Collection entries
- - - - - - -

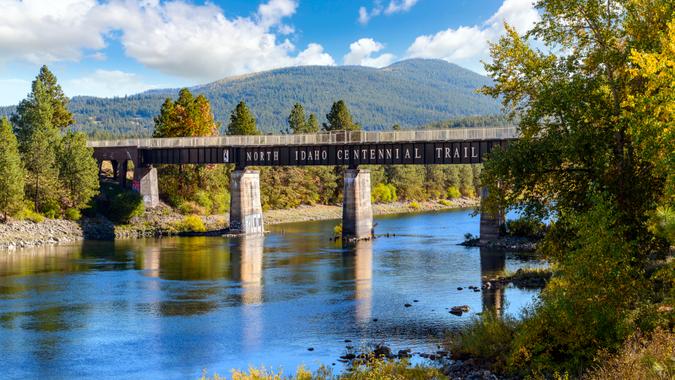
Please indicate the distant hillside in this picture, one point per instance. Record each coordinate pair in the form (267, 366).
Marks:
(410, 93)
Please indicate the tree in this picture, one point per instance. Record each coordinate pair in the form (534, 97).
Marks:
(11, 171)
(186, 117)
(339, 118)
(78, 170)
(39, 140)
(596, 154)
(242, 121)
(296, 120)
(312, 124)
(24, 118)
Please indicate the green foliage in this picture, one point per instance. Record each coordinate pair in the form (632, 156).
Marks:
(191, 223)
(78, 170)
(453, 192)
(186, 117)
(379, 98)
(487, 337)
(28, 214)
(526, 226)
(242, 121)
(11, 172)
(339, 118)
(383, 193)
(296, 120)
(119, 204)
(73, 214)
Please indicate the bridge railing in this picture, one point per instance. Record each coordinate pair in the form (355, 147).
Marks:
(324, 138)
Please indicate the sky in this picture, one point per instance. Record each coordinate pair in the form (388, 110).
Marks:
(122, 47)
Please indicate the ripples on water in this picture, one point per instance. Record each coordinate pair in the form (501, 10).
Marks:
(172, 307)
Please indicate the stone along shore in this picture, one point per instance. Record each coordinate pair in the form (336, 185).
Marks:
(158, 222)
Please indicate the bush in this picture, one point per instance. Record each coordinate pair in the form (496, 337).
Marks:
(383, 193)
(488, 337)
(73, 214)
(119, 204)
(29, 214)
(191, 223)
(453, 192)
(526, 227)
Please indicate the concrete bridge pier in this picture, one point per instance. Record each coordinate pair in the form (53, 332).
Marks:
(490, 223)
(245, 209)
(357, 210)
(145, 182)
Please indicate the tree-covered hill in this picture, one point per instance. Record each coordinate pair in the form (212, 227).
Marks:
(410, 93)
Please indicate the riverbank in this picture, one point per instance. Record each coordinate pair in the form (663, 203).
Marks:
(165, 221)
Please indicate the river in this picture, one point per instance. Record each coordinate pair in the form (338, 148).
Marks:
(171, 308)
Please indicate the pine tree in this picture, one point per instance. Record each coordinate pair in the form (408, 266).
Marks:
(11, 171)
(40, 140)
(242, 121)
(339, 118)
(312, 124)
(296, 120)
(78, 170)
(24, 118)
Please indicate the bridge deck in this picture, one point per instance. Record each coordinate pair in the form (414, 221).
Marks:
(324, 138)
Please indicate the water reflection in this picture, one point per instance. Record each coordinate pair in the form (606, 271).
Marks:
(359, 258)
(492, 262)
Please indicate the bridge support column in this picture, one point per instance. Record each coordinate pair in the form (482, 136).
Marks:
(357, 210)
(490, 223)
(145, 182)
(245, 208)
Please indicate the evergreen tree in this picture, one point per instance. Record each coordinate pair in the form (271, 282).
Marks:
(24, 118)
(186, 117)
(296, 120)
(339, 118)
(312, 124)
(78, 170)
(40, 140)
(11, 171)
(242, 121)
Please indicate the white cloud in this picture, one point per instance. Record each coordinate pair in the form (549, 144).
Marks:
(467, 45)
(106, 83)
(176, 37)
(361, 53)
(394, 6)
(13, 90)
(399, 6)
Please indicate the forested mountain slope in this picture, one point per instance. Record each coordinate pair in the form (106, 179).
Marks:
(410, 93)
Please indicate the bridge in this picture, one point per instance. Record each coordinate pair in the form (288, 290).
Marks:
(348, 148)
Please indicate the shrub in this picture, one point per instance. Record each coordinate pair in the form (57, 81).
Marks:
(453, 192)
(526, 226)
(192, 223)
(29, 214)
(488, 337)
(119, 204)
(73, 214)
(383, 193)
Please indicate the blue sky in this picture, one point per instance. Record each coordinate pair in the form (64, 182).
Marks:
(117, 47)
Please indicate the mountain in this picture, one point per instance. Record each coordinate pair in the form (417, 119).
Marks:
(410, 93)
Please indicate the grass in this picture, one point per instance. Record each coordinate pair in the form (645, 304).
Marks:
(486, 338)
(374, 369)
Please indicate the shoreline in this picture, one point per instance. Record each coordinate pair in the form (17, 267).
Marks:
(162, 221)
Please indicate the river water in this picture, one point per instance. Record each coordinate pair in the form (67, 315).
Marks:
(174, 307)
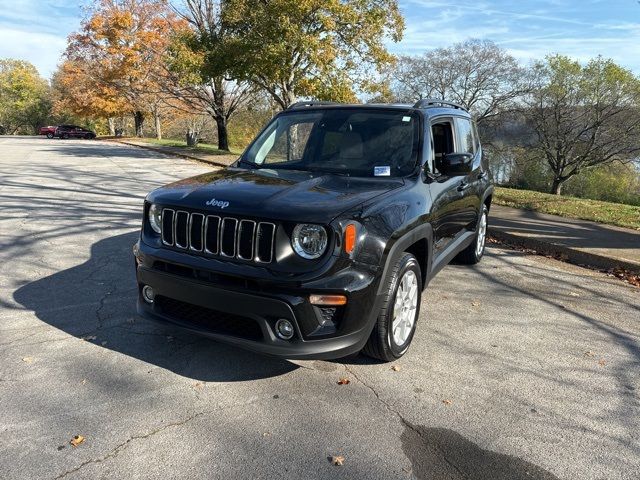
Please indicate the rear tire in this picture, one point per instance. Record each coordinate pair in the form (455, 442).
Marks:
(474, 252)
(396, 322)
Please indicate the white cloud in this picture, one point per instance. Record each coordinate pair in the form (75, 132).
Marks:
(41, 49)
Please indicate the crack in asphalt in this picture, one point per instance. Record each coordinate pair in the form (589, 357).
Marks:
(406, 423)
(122, 446)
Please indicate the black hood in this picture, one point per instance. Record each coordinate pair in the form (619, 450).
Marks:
(275, 194)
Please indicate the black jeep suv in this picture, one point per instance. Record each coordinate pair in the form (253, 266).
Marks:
(319, 240)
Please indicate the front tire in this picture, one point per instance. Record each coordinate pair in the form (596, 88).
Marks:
(474, 252)
(396, 323)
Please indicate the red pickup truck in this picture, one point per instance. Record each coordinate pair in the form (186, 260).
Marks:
(48, 131)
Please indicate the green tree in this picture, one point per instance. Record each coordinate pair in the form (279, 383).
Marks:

- - - - - - -

Prompt:
Rewrite the lines of the material from the one containing "Please indicate the front" through the last line, inclusive, as a numbered list, leaving out any blank lines.

Written response:
1. Please indicate the front tire in this picture, one point per instance. Record each coordinate pair in the form (596, 88).
2. Marks:
3. (474, 252)
4. (396, 323)
5. Please indicate the red pickup truck in this picture, one point per instance. Record each coordinate pair in the form (186, 260).
6. Marks:
7. (48, 131)
8. Please indicate the green tree in this picture, one point per instance. Record each coordinate pair in the form (279, 383).
9. Marks:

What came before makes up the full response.